**Exercise set:**
• 1. Answer the following from the article on Carmelo Anthony and the New York Knicks:
(a) For which publication does Zach Lowe write?
(b) What phrase did Lowe use to describe the Knicks?
(c) Which team is named in connection with the phrase "duck soup"?
• 2. Write a continuation of the article on Carmelo Anthony and the New York Knicks, starting after its final sentence.

--- Source text ---

Carmelo Anthony, NY Knicks Are Greatest NBA Unknown Heading into Season
Carmelo Anthony and the New York Knicks could be the most underestimated team in the NBA. Or they could be one of the more overrated squadrons the league has. They could also be exactly who we think they are.
What exactly is that? A top-five team in the Eastern Conference? Top four? Three? Division champ? The Brooklyn Nets' duck soup?
We don't know, and that's the whole problem. Grantland's Zach Lowe both put it best and barely scratched the surface when he called the Knicks the "wackiest bunch of wackadoos" in the Association.
New York has somehow managed to loop itself into the same conversation as legitimate title contenders but remains unstable enough to where it could be nothing more than an expensive hot mess. With the regular season fast approaching, the Knicks are no closer to solving their puzzle than we are to figuring out what exactly needs to be fixed the most.

--- Provided material ---

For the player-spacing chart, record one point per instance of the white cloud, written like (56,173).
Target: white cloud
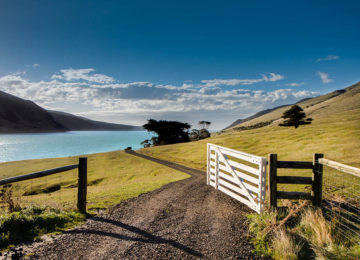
(327,58)
(141,100)
(324,77)
(294,84)
(234,82)
(82,74)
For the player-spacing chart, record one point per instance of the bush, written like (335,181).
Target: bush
(308,236)
(30,223)
(196,135)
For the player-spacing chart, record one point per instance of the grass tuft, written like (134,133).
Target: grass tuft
(32,222)
(284,246)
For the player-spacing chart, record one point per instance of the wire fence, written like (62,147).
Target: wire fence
(341,202)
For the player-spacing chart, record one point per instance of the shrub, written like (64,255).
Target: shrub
(284,246)
(30,223)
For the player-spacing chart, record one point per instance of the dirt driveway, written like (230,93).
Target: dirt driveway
(182,220)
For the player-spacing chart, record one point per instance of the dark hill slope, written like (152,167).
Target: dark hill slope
(77,123)
(18,115)
(23,116)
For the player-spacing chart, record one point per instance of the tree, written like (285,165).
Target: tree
(295,116)
(204,124)
(196,135)
(168,132)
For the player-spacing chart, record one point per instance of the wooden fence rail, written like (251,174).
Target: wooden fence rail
(315,181)
(340,167)
(82,179)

---

**Answers provided:**
• 1.
(a) Grantland
(b) The "wackiest bunch of wackadoos" in the Association
(c) The Brooklyn Nets

• 2.
Carmelo's Befuddling Ecstasy
The lack of transparency within the Knicks organization never ceases to amaze me.
Anthony's shoulder injury was a barely spoken fact heading into the playoffs. There was something wrong; anyone with two eyes could see it and it was an issue that was kind of "the-Knicks-don't-really-want-you-in-the-know" addressed.
Next thing we know, 'Melo comes barreling into the preseason talking about how serious the injury.
“It was all types of stuff going on in there,’’ Anthony said in, what the New York Post's Marc Berman writes is, his first detailed remarks on his decision this summer. “It was messed up."
Anthony also went on to explain what a huge risk it was not to go under the knife:
I’m ecstatic going from a torn rotator cuff and torn labrum to not needing surgery. Let me take that back. Taking a risk in not taking surgery and letting it heal on its down. I took a huge risk in doing that. It meant I had to put more time in the offseason to do what I had to do to get it right.
Right as rain? We don't know. With the Knicks, we never do. That's how it is and how it's going to stay.
What we do know is that despite Andrea Bargnani's presence as the 4, the reigning scoring champ is still going to bully his way to the basket. And with that mentality comes bumps, bruises and, against Kevin Garnett, outright pulls, yanks and jerks.
No worries though, because Anthony is pumped.
"I’ve never been 100 percent in my life but it’s as good as it’s going to get,’’ he said, via Berman. “I feel nothing."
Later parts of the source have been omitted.